Records supplied:
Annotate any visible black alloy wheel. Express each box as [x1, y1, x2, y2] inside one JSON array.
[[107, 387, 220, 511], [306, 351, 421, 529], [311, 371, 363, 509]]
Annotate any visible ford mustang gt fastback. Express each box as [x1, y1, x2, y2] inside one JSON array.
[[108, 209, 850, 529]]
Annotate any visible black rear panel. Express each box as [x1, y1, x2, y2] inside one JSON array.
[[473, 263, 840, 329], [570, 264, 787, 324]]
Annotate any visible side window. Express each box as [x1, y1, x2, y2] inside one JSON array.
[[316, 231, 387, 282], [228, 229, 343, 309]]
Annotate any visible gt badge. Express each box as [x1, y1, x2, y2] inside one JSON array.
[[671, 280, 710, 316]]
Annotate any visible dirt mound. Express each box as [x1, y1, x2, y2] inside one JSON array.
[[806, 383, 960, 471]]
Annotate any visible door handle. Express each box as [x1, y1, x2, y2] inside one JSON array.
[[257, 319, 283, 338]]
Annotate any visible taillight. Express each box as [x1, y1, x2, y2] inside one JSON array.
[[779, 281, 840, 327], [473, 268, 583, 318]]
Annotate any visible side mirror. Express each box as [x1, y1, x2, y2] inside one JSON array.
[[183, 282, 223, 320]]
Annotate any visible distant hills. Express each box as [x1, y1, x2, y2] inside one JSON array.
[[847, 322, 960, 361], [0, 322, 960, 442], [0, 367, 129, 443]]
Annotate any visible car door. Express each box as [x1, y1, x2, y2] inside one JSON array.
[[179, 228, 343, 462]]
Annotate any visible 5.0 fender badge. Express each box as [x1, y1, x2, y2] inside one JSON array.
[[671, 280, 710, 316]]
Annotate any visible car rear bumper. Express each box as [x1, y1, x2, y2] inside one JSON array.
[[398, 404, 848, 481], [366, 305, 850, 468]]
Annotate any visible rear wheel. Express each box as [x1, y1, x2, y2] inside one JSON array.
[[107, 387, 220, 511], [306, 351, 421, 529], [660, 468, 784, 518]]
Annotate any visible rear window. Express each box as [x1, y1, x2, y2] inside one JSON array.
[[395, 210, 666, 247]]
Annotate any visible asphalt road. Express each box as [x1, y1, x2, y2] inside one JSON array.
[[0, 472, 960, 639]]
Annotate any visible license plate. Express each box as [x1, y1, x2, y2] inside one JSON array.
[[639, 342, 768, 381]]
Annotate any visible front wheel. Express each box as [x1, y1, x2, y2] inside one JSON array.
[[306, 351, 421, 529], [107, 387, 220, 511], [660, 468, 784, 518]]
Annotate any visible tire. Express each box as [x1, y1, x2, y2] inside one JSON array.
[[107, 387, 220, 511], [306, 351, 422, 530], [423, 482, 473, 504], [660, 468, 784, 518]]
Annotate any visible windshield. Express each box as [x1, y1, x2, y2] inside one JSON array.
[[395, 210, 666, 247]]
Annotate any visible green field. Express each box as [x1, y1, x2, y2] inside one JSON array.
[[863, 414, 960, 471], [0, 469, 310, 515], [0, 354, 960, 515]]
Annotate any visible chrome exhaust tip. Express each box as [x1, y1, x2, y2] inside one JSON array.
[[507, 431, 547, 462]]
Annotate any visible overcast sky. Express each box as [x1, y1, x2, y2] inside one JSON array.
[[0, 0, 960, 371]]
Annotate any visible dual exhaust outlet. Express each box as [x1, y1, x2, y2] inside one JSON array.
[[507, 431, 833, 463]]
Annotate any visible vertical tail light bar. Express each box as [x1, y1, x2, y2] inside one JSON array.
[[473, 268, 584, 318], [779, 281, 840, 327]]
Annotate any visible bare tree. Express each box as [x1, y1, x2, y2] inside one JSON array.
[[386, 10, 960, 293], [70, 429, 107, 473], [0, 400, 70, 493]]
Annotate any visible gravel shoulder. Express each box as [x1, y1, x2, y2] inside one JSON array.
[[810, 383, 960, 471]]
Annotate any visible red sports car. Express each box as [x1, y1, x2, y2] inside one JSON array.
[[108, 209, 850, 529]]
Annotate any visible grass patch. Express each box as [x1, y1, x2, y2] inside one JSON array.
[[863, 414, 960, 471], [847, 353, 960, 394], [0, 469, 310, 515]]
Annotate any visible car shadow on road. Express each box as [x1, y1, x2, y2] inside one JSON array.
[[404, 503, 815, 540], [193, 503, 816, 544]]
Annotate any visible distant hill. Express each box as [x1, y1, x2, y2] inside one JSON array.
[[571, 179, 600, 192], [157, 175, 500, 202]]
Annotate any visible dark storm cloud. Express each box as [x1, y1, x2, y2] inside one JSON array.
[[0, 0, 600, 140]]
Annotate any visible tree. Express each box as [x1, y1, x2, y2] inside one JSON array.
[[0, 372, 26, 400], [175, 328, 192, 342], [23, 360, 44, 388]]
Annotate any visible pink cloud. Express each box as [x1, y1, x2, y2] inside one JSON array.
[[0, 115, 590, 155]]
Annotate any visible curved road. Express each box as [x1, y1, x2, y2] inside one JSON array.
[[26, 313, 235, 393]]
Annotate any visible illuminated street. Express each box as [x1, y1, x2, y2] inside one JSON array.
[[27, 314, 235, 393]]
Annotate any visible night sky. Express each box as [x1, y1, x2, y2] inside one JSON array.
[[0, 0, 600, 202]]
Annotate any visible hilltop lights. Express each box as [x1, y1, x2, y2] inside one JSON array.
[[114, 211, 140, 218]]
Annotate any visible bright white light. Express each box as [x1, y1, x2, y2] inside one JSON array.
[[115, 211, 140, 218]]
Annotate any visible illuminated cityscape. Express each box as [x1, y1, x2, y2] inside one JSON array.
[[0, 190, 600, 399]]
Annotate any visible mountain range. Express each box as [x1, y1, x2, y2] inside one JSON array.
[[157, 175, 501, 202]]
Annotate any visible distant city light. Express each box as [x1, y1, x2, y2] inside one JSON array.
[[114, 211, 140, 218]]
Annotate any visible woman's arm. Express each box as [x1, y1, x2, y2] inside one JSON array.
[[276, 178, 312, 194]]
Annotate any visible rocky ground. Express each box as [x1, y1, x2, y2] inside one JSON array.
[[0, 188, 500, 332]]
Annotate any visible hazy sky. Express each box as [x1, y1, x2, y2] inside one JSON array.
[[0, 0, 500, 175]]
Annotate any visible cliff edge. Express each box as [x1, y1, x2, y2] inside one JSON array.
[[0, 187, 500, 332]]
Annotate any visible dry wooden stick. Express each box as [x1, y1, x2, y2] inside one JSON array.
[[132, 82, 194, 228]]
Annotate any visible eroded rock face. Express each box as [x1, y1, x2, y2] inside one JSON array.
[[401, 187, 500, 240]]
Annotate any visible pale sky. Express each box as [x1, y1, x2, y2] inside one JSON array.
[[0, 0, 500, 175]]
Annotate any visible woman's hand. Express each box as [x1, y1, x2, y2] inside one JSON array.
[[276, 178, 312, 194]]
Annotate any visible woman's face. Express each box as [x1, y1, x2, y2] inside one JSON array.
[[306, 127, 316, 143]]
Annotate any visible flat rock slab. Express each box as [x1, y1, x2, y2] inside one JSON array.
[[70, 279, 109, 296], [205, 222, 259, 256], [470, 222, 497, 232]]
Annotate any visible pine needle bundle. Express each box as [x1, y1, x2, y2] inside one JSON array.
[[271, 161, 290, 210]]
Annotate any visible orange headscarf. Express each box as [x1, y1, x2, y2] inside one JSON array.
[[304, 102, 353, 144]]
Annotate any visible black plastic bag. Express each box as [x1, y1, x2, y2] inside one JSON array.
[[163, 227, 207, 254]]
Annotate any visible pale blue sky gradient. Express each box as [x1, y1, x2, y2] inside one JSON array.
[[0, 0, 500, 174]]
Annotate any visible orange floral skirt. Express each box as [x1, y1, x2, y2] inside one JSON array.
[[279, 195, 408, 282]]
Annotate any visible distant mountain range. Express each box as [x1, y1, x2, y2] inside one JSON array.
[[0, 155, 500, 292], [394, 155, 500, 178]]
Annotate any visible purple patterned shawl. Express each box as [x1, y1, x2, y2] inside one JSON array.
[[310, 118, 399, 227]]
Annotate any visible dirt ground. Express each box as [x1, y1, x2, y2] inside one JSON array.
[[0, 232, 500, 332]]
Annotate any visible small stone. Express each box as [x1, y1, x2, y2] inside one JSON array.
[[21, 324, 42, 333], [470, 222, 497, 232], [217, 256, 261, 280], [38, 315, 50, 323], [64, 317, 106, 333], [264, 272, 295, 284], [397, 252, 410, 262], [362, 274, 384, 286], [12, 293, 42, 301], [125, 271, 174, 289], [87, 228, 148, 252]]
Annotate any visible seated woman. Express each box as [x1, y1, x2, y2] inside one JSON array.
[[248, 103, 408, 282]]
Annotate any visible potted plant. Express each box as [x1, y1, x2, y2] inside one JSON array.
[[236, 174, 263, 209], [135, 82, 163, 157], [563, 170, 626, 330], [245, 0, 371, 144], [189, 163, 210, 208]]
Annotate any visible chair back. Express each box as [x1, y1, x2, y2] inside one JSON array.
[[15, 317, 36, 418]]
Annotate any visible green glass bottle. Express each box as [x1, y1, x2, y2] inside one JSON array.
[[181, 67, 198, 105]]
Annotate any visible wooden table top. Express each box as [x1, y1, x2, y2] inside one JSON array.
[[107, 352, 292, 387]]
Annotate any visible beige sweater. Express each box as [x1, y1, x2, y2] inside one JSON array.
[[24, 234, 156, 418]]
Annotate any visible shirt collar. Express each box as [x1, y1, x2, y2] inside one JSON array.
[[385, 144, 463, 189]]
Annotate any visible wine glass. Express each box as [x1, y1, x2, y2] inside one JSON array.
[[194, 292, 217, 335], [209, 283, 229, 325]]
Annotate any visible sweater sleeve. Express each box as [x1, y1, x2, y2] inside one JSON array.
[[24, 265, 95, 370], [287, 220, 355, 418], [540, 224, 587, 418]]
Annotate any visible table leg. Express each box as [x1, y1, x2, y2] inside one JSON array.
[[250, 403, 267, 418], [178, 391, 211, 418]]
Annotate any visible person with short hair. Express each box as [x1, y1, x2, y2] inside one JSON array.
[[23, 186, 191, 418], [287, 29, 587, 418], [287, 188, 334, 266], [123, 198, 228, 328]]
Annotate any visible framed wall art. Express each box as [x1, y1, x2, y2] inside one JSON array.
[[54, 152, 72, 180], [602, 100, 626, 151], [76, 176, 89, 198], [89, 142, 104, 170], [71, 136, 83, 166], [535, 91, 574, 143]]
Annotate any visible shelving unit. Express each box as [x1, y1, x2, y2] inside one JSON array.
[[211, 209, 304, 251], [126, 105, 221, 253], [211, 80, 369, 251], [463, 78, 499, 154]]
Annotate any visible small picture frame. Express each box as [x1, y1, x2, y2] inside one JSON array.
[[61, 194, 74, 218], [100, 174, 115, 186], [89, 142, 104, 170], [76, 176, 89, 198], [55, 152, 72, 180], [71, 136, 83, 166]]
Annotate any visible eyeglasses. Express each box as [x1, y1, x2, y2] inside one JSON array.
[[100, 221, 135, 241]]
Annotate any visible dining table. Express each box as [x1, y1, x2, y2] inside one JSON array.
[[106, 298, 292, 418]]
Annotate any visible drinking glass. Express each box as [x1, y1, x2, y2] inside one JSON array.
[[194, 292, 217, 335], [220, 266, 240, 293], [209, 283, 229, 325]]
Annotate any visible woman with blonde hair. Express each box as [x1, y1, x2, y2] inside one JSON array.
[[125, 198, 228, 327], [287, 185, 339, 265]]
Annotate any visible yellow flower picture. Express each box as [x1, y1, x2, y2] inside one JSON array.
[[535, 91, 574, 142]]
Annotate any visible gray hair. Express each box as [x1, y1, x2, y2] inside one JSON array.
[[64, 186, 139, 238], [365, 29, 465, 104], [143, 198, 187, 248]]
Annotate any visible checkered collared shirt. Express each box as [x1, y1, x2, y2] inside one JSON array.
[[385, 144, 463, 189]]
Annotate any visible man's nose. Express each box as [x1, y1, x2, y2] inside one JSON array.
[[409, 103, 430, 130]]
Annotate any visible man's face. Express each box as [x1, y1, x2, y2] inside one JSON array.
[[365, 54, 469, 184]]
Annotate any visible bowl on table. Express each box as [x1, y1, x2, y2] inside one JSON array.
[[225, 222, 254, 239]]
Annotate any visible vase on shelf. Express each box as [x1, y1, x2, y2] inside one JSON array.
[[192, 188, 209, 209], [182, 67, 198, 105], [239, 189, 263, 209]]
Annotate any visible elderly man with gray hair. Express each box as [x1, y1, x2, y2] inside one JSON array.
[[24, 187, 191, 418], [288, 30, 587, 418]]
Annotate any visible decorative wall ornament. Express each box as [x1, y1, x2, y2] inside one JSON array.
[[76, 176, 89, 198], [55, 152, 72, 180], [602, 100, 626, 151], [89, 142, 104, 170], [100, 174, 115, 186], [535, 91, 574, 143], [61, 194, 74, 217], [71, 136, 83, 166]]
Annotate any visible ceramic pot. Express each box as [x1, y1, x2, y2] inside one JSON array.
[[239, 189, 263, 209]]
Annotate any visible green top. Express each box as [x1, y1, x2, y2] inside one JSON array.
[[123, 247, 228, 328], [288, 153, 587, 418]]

Task: Copy only the stretch running from the line containing "Annotate any visible vase" to the final line of the entries, both ends included, exactly as it stands.

Exercise output:
Annotate any visible vase on shelf. Express each box as [x1, y1, x2, y2] inside one JSON array.
[[192, 188, 209, 209], [182, 67, 198, 105], [239, 189, 263, 209]]
Annotate any visible elderly man with gray hair. Express each box as [x1, y1, x2, y2] inside one JSON array.
[[24, 187, 191, 418], [288, 30, 587, 418]]
Annotate any visible decorative wall ornament. Express each box as [x1, y1, x2, y2] inside one JSON array.
[[76, 176, 89, 198], [55, 152, 72, 180], [602, 100, 626, 151], [89, 142, 104, 170], [100, 174, 115, 186], [535, 91, 574, 143], [61, 194, 74, 217], [71, 136, 83, 166]]
Annotate any visible ceramic pot. Express each box as [x1, y1, x2, y2] inside one JSON array.
[[239, 189, 263, 209]]
Annotate any visible green top. Express each box as [x1, y1, x2, y2] inside one JSON array.
[[123, 247, 228, 328], [288, 153, 587, 418]]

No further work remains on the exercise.